"""

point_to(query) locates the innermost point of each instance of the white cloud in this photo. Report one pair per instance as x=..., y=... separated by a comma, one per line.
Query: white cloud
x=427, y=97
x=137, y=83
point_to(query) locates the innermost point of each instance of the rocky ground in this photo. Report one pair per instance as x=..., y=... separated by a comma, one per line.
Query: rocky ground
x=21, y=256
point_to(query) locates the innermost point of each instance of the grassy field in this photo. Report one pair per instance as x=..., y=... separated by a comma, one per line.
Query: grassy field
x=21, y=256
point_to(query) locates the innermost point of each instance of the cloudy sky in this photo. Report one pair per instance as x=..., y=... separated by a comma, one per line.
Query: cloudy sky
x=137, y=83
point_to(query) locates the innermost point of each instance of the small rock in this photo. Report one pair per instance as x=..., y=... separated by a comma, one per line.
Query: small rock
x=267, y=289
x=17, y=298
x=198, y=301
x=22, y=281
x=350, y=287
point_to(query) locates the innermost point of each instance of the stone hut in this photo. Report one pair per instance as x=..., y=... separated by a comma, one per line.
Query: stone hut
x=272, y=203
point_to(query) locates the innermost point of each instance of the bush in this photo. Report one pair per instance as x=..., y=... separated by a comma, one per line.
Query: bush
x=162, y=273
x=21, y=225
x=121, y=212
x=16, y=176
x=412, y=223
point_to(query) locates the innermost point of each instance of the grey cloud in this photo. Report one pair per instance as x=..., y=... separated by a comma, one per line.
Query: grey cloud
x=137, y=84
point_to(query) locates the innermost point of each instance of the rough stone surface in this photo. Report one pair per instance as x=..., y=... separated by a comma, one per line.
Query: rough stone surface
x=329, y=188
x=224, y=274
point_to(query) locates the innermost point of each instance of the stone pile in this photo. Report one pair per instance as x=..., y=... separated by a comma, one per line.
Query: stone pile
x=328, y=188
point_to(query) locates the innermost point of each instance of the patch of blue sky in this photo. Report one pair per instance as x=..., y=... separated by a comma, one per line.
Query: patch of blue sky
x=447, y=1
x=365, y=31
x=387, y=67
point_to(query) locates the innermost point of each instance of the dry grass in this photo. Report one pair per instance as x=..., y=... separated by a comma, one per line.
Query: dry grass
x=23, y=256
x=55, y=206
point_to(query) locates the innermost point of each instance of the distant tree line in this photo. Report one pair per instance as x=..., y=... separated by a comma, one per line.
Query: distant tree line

"""

## Aim of the task
Copy out everything in the rows above from the line containing "of the cloudy" down to the line containing "x=224, y=274", including both of those lines, without changing anything.

## Response to this task
point_to(query) locates the innermost point of each instance of the cloudy sky in this photo. Report one pair per instance as x=..., y=... separated by a comma, one per line.
Query: cloudy sky
x=137, y=83
point_to(query) locates the innermost point of each instance of the small rock in this photo. Report one pair per instance as x=..., y=... separated by a comma, one per line.
Query: small rock
x=267, y=289
x=17, y=298
x=198, y=301
x=22, y=281
x=350, y=287
point_to(query) locates the innermost point of each instance of the stone hut in this photo. Report one pair per instance as x=..., y=... separated by a comma, one per line.
Query: stone hut
x=272, y=203
point_to(query) locates the innermost point of each instance of the bush in this photo. Report one pair per instance as x=..., y=... separated by a comma, one per line.
Query: bush
x=162, y=273
x=21, y=225
x=121, y=212
x=16, y=176
x=412, y=223
point_to(query) locates the innermost point of each instance of the grey cloud in this photo. Report one pair per instance as x=..., y=... separated by a comma, one per line.
Query: grey cloud
x=137, y=84
point_to(query) locates the innermost point of each instance of the rough stone surface in this photo. Report one pair per instance as x=..., y=... separated by a comma, one per line.
Query: rough stone surface
x=329, y=188
x=224, y=274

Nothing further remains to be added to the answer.